WHAT YOU NEED TO DO:
1. In the MATLAB-to-Blender post, rewrite the passage starting with "here the notation" and going on through "yaw) are null.", substituting "superellipsoid" for "superquadric".
2. Summarize the MATLAB-to-Blender post in two sentences.

DOCUMENT SECTION:
————
I'm working in MATLAB on a problem involving the motion (translation and rotation) of a superquadric in a 3 dimensional space. I've written a code that computes the position (3 Cartesian coordinates of the superquadric center, referred to the world reference fixed to the ground) and the orientation (roll, pitch and yaw referred to the world reference fixed to the ground) at each sampling instant. The other superquadric parameters, i.e. the length of the axes and the squareness, are left fixed in time.

Everything works fine, but the problem is that I don't really like how MATLAB render the 3D surfaces (I've tried the functions surf, mesh and so on...). Hence, I'm looking for a simple alternative to render a video animation about the motion of my superquadric. Since it is a freeware program, I was wondering if it is possible to use Blender.

My questions are the following:

  1. Is it possible to import in Blender from MATLAB the sequence (already computed in MATLAB) of positions, orientations, axes length, squareness and then use Blender (hoping to achieve better results than the one obtained with MATLAB) to create a video animation?

  2. If it is possible, is it a difficult procedure for a total newbie like me?

  3. If it makes sense to use Blender to animate a superquadric, where can I find some basic tutorials on Blender that allow me to solve my problem?

EDIT According to the suggestions of Duarte and Harry, I provide more "low level" details about my problem.

Each point on the surface of my superquadric are expressed by the following parametrization \begin{equation} \begin{aligned} \xi^{\text{b}} & = a_\xi\,\textrm{c}_{\alpha}^{\varepsilon_1}\,\textrm{c}_{\beta}^{\varepsilon_2}\\ \eta^{\text{b}} & = a_\eta \, \textrm{c}_{\alpha}^{\varepsilon_1}\,\textrm{s}_{\beta}^{\varepsilon_2}\\ \zeta^{\text{b}} & = a_\zeta \, \textrm{s}_{\alpha}^{\varepsilon_1} \end{aligned} \qquad \text{with} \qquad \begin{aligned} \textrm{c}_{\gamma}^\varepsilon &\triangleq \textrm{sign}(\cos \gamma)\, |\cos \gamma|^{\varepsilon}\\ \textrm{s}_{\gamma}^\varepsilon &\triangleq \textrm{sign}(\sin \gamma) \, |\sin \gamma|^{\varepsilon} \end{aligned} \tag{1} \end{equation}

here the notation gets the following meaning:

  • $\xi^\text{b},\eta^\text{b}, \zeta^\text{b}$ are the Cartesian coordinates of the point on the superquadric surface. The superscript means "body reference", in the sense that
  1. the position of the superquadric (i.e. its center) is placed in the origin of the world reference;
  2. the orientation angles (roll, pitch, yaw) are null.
————
DATA EXTRACT:
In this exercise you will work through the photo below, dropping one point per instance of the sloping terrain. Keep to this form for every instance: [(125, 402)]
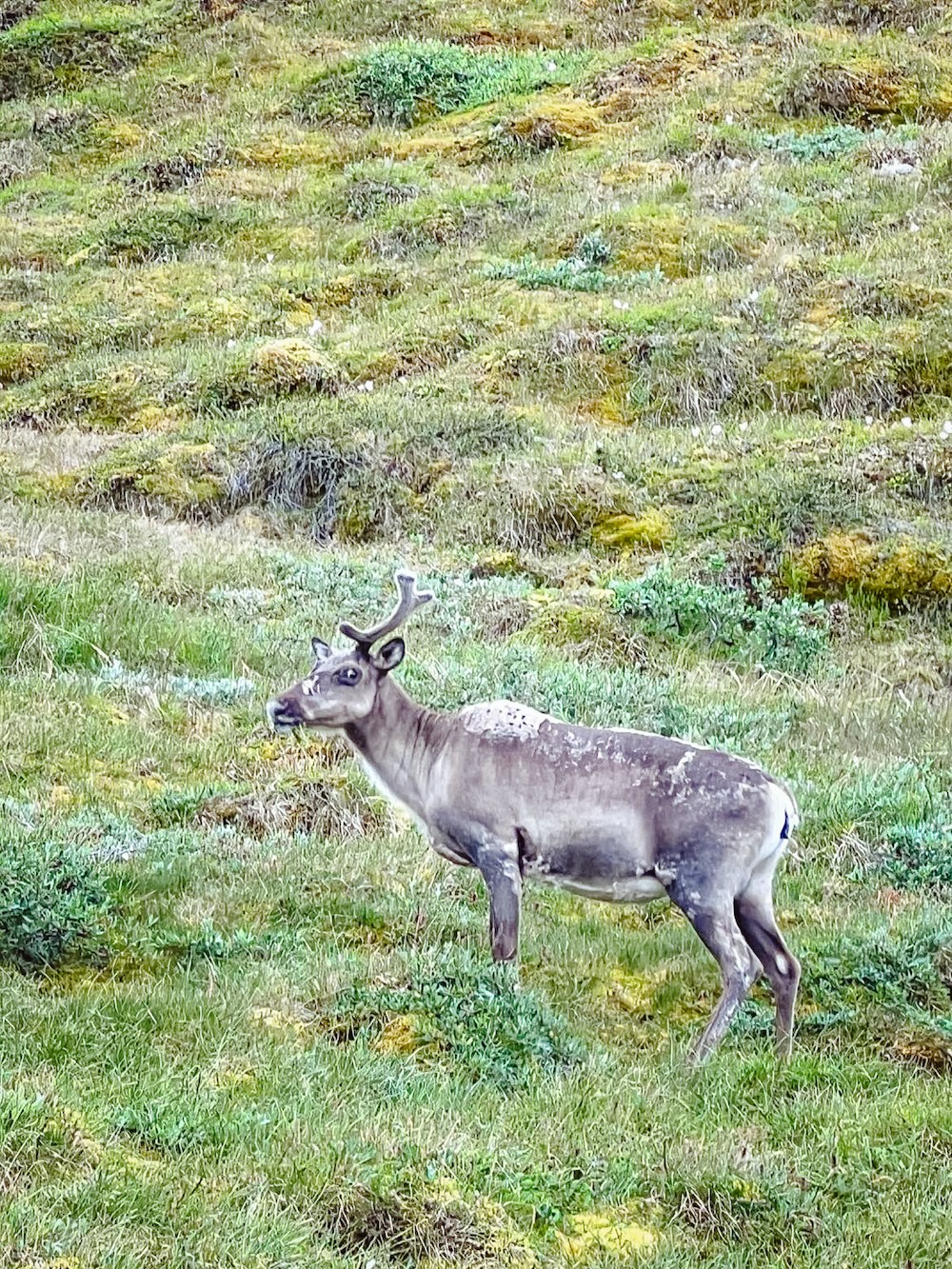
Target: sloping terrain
[(628, 325)]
————
TASK-BY-TASK SOLUTIONS:
1.
here the notation gets the following meaning:

  • $\xi^\text{b},\eta^\text{b}, \zeta^\text{b}$ are the Cartesian coordinates of the point on the superellipsoid surface. The superscript means "body reference", in the sense that
  1. the position of the superellipsoid (i.e. its center) is placed in the origin of the world reference;
  2. the orientation angles (roll, pitch, yaw) are null.

2. The writer has MATLAB code that computes the position and orientation of a moving superquadric at each sampling instant, with its axis lengths and squareness fixed, but dislikes how MATLAB renders 3D surfaces. They ask whether the computed sequence can be imported into Blender to create a video animation, how difficult that would be for a newbie, and where to find basic Blender tutorials, and they add the parametrization of the superquadric surface.